WHAT IS BEING ASKED —
Please return the lines of the material below unchanged, from the line with "the wing flap." up to and including the line with "column 435, row 199".

## Start DATA SHOWN

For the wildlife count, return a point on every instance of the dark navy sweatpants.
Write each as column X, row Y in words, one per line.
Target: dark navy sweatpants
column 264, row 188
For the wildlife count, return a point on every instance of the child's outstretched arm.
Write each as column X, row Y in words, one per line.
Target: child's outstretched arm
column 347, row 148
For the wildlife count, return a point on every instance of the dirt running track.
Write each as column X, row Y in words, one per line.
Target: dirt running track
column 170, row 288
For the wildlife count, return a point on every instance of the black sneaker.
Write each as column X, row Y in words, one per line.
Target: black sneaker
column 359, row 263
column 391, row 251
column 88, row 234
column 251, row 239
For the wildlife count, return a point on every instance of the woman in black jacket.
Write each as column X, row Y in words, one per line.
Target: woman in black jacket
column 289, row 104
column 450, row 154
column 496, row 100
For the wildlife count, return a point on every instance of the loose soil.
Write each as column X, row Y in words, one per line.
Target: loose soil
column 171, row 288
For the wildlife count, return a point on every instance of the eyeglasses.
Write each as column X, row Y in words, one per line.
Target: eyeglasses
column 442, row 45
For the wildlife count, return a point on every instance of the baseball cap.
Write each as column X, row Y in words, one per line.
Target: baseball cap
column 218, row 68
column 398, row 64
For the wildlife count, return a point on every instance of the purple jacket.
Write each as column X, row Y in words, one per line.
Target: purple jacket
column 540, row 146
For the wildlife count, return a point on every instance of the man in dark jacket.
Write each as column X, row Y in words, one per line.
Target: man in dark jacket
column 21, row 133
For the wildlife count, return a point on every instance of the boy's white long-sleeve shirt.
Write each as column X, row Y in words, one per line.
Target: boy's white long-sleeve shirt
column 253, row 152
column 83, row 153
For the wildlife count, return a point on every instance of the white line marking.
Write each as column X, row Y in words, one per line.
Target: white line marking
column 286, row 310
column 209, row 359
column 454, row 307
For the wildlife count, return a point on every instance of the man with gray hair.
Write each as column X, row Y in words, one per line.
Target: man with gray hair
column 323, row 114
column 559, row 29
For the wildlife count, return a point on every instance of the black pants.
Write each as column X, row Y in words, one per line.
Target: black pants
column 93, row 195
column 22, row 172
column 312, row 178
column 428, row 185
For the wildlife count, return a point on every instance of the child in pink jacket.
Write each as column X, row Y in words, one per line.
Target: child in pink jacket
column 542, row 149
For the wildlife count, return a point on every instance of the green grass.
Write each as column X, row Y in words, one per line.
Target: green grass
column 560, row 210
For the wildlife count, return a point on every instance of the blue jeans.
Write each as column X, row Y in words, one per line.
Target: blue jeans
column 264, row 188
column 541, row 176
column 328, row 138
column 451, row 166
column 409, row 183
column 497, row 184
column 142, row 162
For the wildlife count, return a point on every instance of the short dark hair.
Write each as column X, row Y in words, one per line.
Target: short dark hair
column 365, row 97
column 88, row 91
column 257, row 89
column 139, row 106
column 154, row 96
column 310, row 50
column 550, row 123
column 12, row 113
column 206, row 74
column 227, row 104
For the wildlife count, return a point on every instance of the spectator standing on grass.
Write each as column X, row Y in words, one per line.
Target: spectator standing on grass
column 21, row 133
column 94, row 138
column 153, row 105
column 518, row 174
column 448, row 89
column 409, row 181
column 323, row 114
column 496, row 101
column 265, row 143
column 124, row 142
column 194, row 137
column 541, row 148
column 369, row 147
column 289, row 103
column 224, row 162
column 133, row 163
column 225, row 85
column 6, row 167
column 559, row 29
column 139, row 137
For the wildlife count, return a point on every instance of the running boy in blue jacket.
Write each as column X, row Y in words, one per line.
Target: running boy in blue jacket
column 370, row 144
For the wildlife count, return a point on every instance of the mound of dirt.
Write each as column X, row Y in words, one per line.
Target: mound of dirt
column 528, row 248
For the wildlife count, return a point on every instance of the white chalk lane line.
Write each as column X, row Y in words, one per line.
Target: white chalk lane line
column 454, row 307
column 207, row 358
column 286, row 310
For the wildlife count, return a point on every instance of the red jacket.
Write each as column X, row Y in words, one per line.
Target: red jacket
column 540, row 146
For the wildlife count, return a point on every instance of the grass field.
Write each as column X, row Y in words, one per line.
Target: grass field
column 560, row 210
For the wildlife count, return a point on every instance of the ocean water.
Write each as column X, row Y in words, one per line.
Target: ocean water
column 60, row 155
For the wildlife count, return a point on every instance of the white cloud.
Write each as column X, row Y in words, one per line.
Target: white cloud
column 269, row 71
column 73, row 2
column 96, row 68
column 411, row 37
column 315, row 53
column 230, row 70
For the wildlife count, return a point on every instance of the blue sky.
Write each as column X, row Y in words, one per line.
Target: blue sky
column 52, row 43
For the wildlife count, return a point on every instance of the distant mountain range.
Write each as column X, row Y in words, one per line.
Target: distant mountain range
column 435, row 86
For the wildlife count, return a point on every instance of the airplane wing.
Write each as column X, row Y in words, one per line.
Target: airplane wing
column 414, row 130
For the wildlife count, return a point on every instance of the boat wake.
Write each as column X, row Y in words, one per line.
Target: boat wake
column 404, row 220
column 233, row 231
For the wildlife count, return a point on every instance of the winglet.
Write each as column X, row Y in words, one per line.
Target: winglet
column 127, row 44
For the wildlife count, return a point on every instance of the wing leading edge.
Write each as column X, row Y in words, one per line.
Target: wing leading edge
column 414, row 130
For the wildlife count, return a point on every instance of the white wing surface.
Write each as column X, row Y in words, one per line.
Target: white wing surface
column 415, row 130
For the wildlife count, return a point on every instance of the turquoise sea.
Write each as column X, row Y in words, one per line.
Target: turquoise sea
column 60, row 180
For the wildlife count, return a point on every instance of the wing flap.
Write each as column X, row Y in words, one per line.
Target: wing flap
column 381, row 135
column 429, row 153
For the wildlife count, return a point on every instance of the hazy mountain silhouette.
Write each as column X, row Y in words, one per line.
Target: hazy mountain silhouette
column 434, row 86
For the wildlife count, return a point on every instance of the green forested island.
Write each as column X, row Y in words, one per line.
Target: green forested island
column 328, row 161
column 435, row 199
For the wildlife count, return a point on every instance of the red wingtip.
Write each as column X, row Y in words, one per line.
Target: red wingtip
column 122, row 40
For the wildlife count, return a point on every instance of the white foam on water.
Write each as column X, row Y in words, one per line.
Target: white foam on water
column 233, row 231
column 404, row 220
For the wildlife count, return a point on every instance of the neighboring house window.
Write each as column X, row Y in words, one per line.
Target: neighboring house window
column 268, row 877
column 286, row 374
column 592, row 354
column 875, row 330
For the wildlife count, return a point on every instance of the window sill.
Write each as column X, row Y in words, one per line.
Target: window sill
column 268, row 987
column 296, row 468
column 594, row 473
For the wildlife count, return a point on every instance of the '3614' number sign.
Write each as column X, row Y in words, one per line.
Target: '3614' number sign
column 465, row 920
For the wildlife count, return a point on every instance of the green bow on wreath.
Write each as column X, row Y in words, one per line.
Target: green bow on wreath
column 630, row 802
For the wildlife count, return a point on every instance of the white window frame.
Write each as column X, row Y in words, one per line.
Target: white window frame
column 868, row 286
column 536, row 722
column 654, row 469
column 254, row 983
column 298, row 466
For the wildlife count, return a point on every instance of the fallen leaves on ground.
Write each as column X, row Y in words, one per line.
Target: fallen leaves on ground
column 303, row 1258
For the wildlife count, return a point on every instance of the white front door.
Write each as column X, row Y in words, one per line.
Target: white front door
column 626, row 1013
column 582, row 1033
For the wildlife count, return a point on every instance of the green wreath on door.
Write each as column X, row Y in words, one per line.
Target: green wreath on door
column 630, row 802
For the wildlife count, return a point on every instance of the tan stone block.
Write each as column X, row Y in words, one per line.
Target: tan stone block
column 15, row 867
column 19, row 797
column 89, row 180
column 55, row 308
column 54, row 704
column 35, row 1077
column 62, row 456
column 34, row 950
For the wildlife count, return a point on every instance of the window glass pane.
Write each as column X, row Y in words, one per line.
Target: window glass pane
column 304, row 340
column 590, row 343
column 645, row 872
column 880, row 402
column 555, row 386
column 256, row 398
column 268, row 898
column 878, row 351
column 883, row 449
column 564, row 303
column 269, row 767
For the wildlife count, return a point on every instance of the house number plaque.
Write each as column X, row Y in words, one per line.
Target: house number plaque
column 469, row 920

## End DATA SHOWN

THE SOLUTION —
For the wildlife count, return a point on every instance of the wing flap.
Write each as column X, row Y in words, one per line.
Target: wing flap
column 381, row 135
column 429, row 153
For the wildlife count, return a point on every instance of the hazy mountain silhouette.
Write each as column X, row Y in words, one per line.
Target: hazy mountain silhouette
column 434, row 86
For the wildlife count, return a point on every instance of the green forested island.
Write each as column X, row Y in words, one per line.
Target: green forested island
column 328, row 161
column 435, row 199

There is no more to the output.